DOCUMENT SECTION:
━━━━━━━━━━━━━━━━

Sampling of inquiries and complaints
PIO-NET1 has received numerous inquiries related to COVID-19. These inquiries include 837 inquiries about products advertised as effective for sanitization or disinfection2 registered through the end of April 2020. According to the monthly breakdown of inquiries about the products, the number of inquiries was 3 in January, 67 in February, 375 in March and 392 in April 2020.
- 1 PIO-NET is a database that collects information on inquiries concerning consumer affairs by linking NCAC with local consumer affairs centers and similar organizations across Japan via an online network. The above data includes inquiries registered through April 30, 2020. Inquiries referred from local consumer affairs centers to NCAC are not included.
- 2 The above inquiries are those about products in the form of liquid, gel, spray or sheets that are advertised as sanitizers or disinfectants and about products that consumers expect to have such an effect (excluding devices such as air purifiers) registered with PIO-NET.
- I was recommended to use methanol for disinfection at a pharmacy. I bought it, but later I returned the product. I think the attitude of the pharmacy staff is questionable.
- (inquiry from a man of uncertain age in March 2020)
- I bought alcohol hand gel, which I thought effective against the new coronavirus. I'm concerned if the main ingredient benzalkonium chloride is effective against viruses in general including the new coronavirus.
- (inquiry from a man in his 60s in April 2020)
- In order to prepare against viruses, I bought an alcohol product advertised as a sanitizer on an online shopping site. Later I found that its alcohol concentration was very low and the product was ineffective against virus infection.
- (inquiry from a man in his 60s in April 2020)

━━━━━━━━━━━━━━━━

STORED DATA:
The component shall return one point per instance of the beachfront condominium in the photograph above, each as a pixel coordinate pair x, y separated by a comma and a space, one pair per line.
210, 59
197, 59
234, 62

━━━━━━━━━━━━━━━━

Copy the passage of the consumer inquiry report from "- (inquiry from a man of" to "including the new coronavirus.". Rely only on the report about consumer inquiries, not the listing.

ANSWER BOX:
- (inquiry from a man of uncertain age in March 2020)
- I bought alcohol hand gel, which I thought effective against the new coronavirus. I'm concerned if the main ingredient benzalkonium chloride is effective against viruses in general including the new coronavirus.